_Given passage_
------------------------------------------------
Simplified problem description

If all characters or all but the first character in the input word (which matches /^[A-Za-z]+$/) are uppercase, swap the case of all characters in the word and output it. Otherwise, output the input word.

Solutions

For doing nothing but manipulating a string of arbitrary length, I'd use Python, or Perl if possible. There isn't much to this problem—indeed, the official solution when translated from Russian effectively reads "Do everything that is requested in the problem" with a recap of the problem.

Python: capslock.py – this solution runs in 14.1 ms on my system and 140 ms in Codeforces' environment.

import re
word = input().strip()
if re.match('^[a-z]?[A-Z]*$', word) is not None:
    word = word.swapcase()
print(word)

Perl: capslock.pl – this solution runs in 0.35 ms on my system and 30 ms in Codeforces' environment.

$_ = <>;
tr/A-Za-z/a-zA-Z/ if /^[a-z]?[A-Z]*\s*$/;
print;

C++: capslock.cpp – this solution runs in 0.34 ms on my system and 30 ms in Codeforces' environment.

#include <iostream>
#include <string>
#include <cctype>

int main() {
    std::string word, converted;
    std::cin >> word;
    if(std::isupper(word[0])) {
        converted += std::tolower(word[0]);
    }
    else {
        converted += std::toupper(word[0]);
    }
    for(int i = 1; i < word.length(); i++) {
        if(std::isupper(word[i])) {
            converted += std::tolower(word[i]);
        }
        else {
            std::cout << word << std::endl;
            return 0;
        }
    }
    std::cout << converted << std::endl;
    return 0;
}

Repeating Goldbachs

Doing a sample input by hand

I didn't immediately understand this problem when I read it—both at November's competition and today. So I worked out the first test case (input 20, output 3) by hand to figure out what it wanted me to do:

  1. 20 = 17 + 3; 17 − 3 = 14
  2. 14 = 11 + 3; 11 − 3 = 8
  3. 8 = 5 + 3; 5 − 3 = 2

Obviously, it is a coincidence that in this case one of the primes is 3 for each number. For an input of, say, 38, this is not so:

  1. 38 = 31 + 7; 31 − 7 = 24
  2. 24 = 19 + 5; 19 − 5 = 14
  3. 14 = 11 + 3; 11 − 3 = 8
  4. 8 = 5 + 3; 5 − 3 = 2

The easy part

It is easy to see the following solution:

#include <iostream>

bool isPrime(int n) {
    // ???
}

int main() {
    int i = 0;
    int n;
    std::cin >> n;
    while(n > 3) {
        for(int j = 2; j <= n / 2; j++) {
            if(isPrime(j) && isPrime(n - j)) {
                n = n - j - j;
                i++;
                break; // out of for, not while
            }
        }
    }
    std::cout << i << std::endl;
    return 0;
}

But C++ doesn't have a built-in function for primality testing, nor do any of the other standard languages.

A naïve primality test

What if we simply do this (goldbachs-test.cpp)?

bool isPrime(int n) {
    for(int i = 2; i <= n / 2; i++) {
        if(n % i == 0) {
            return false;
        }
    }
    return true;
}

This works but is too slow: for the maximum input 1000000, this runs in 15.3 seconds on my machine.
------------------------------------------------
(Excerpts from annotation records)
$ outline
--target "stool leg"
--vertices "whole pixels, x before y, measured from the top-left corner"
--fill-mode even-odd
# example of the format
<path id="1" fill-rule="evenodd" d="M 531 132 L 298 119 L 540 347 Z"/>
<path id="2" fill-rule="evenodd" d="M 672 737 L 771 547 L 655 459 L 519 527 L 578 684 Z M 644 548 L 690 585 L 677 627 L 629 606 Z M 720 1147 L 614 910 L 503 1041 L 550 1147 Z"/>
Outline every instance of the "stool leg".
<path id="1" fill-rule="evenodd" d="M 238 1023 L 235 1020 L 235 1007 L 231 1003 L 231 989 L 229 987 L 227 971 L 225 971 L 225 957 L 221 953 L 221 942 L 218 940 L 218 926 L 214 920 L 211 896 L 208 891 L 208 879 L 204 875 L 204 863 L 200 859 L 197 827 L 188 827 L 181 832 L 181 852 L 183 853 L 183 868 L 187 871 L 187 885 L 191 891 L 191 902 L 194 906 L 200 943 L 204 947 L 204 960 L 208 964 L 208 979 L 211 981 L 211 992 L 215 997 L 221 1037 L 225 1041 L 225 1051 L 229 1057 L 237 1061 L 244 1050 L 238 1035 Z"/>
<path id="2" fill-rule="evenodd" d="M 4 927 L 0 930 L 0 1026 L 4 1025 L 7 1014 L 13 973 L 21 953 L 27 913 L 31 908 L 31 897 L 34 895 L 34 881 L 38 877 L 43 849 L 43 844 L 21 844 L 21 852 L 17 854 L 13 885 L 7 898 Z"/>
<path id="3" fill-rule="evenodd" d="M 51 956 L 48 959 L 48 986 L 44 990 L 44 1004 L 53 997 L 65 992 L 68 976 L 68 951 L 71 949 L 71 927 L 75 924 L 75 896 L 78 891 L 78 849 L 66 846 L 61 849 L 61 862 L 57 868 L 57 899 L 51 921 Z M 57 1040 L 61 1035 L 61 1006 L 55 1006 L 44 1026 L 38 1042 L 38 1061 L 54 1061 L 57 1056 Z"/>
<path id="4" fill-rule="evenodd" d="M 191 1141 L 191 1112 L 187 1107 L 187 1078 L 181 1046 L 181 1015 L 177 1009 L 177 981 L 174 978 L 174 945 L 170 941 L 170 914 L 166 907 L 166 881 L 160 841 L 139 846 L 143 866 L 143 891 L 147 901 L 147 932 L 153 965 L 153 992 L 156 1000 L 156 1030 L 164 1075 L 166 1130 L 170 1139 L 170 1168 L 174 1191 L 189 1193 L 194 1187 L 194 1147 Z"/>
------------------------------------------------
_Requirement_
Reproduce the portion of the programming solutions write-up that starts at "What if we simply" and ends at "on my machine.".

_Answer to the task_
What if we simply do this (goldbachs-test.cpp)?

bool isPrime(int n) {
    for(int i = 2; i <= n / 2; i++) {
        if(n % i == 0) {
            return false;
        }
    }
    return true;
}

This works but is too slow: for the maximum input 1000000, this runs in 15.3 seconds on my machine.